EXERCISE AIM
Retype each entry. Leave every word as it is.

++++++

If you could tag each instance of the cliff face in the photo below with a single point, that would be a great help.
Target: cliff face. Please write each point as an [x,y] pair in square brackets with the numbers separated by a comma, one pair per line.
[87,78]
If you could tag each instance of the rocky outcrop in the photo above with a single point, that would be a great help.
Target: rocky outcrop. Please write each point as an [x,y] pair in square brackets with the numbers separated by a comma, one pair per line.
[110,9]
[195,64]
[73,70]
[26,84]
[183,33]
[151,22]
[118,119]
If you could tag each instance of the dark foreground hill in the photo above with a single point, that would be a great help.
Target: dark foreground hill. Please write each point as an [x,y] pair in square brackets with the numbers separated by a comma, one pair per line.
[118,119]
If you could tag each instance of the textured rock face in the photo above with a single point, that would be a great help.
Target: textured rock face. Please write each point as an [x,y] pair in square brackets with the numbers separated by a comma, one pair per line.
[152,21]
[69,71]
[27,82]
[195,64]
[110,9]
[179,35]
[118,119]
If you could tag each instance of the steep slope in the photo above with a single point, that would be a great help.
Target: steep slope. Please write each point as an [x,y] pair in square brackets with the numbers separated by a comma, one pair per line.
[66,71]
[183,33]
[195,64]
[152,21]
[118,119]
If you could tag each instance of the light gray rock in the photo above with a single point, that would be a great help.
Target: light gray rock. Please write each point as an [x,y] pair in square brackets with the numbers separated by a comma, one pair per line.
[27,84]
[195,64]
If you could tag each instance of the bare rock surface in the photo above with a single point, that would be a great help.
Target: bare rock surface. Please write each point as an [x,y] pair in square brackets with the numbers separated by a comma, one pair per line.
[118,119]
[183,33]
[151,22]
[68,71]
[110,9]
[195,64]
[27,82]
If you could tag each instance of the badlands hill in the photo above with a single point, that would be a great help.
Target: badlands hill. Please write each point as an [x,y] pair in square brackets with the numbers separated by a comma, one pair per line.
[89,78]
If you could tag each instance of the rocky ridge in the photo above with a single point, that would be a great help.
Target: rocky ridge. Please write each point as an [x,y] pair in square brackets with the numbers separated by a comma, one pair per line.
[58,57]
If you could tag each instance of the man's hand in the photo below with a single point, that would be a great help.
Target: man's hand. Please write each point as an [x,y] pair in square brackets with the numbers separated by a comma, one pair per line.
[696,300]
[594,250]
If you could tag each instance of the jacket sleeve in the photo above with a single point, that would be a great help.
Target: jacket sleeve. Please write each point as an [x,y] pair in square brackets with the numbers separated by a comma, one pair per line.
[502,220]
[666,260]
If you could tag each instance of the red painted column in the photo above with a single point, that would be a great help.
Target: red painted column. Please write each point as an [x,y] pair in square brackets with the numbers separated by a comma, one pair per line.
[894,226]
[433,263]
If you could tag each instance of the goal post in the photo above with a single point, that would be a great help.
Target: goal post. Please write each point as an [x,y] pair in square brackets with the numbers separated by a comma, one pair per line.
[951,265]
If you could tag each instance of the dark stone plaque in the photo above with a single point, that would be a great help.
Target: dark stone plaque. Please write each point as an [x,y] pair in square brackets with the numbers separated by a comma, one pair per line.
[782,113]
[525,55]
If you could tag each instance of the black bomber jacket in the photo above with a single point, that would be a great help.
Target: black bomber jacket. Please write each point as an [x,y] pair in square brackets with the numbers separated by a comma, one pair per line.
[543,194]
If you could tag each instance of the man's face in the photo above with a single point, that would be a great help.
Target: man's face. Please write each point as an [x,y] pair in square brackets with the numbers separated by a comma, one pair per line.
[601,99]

++++++

WRITTEN REPLY
If you could tag each instance of the cliff face in the photo below with a single point, that would be a great help.
Target: cliff face. Please write each point as an [x,y] pair in square brackets with the numbers separated by a comma, one pair per line.
[87,78]
If you could tag each instance of the rocky outcrop in the photo above with a single point, that would be a great help.
Target: rocky outcrop. Please write each point as an [x,y] pair in square brackets with the numbers separated by a comma, one pair per line.
[110,9]
[195,64]
[73,70]
[26,84]
[183,33]
[151,22]
[118,119]
If you could tag each instance of the dark foreground hill in the photo above with a single point, that would be a great help.
Target: dark foreground hill. Please write each point as an [x,y] pair in square brackets with the numbers separated by a comma, one pair per line.
[118,119]
If you could tag each instance of the textured rock face in the photo above with a single point, that would be a great help.
Target: textured rock face. Please write each point as an [x,y] pair in square brackets with the numbers separated by a comma, one pair per line.
[152,21]
[69,71]
[27,82]
[195,64]
[110,9]
[179,35]
[118,119]
If you could tag each instance of the steep slope in the photo above with a single point, that would be a great help.
Target: steep slope. Please write each point as an [x,y] pair in square brackets with the numbers separated by a comma, one pair per line.
[66,71]
[183,33]
[195,64]
[152,21]
[118,119]
If you could tag each instance of the light gray rock in the photo above with a single point, that would be a great help.
Target: light gray rock. Please write each point as an [x,y] pair in square brackets with the numbers separated by a comma, one pair per line.
[27,84]
[195,64]
If you could tag each instance of the bare rock surface in the photo above with a single point, that would be a great help.
Target: bare rock surface. Please write each point as an [x,y] pair in square brackets with the numbers separated by a comma, one pair per line.
[118,119]
[183,33]
[151,22]
[68,71]
[110,9]
[195,64]
[27,82]
If you could tag each instance of the badlands hill in the photo above with a single point, that would be a great help.
Target: badlands hill. Please write each point as an [x,y] pair in square brackets with the numbers separated by a comma, one pair per line.
[89,78]
If you could tag each instance of the rocky ridge in the photo above with a single point, that would be a great help.
Target: rocky ridge. Please write each point as an [x,y] pair in square brackets with the numbers separated by a comma, one pair per line.
[58,57]
If you could tag each instance of the man's hand in the photo below with a single point, that would be a great help.
Target: man's hand. Please write each point as an [x,y] pair in square brackets with the numbers separated by a comma, one pair per line.
[696,300]
[594,250]
If you could tag each instance of the jacket sleeve in the photo above with a single point, that would be a great help.
Target: jacket sleeve. Please write each point as an [x,y] pair in square brackets with the numbers separated by a comma, one pair per line.
[502,220]
[666,260]
If you could tag each instance of the red painted column in the photo above with a single point, that would be a great help.
Target: red painted column. Please write each point as an [x,y] pair in square brackets with the numbers separated by a comma, one pair per line.
[894,226]
[433,263]
If you could tag each instance of the goal post in the photo above with a single point, that would be a great help.
Target: goal post. Please write each point as an [x,y] pair in square brackets with the numbers separated by a comma, one pair per line.
[951,265]
If you could tag each instance of the dark stone plaque in the photo above with a single point, that would be a great help.
Target: dark stone plaque. Please write each point as an [x,y] pair in square brackets with the numbers separated by a comma, one pair per line.
[782,113]
[525,55]
If you could tag each instance of the black bomber jacket in the photo above with a single point, that would be a great help.
Target: black bomber jacket. Please write each point as an [x,y] pair in square brackets with the numbers separated by a comma, one pair per line.
[543,194]
If you could tag each instance of the man's face in the photo above with a single point, that would be a great help.
Target: man's face. Please write each point as an [x,y] pair in square brackets with the numbers separated by a comma, one pair per line.
[601,99]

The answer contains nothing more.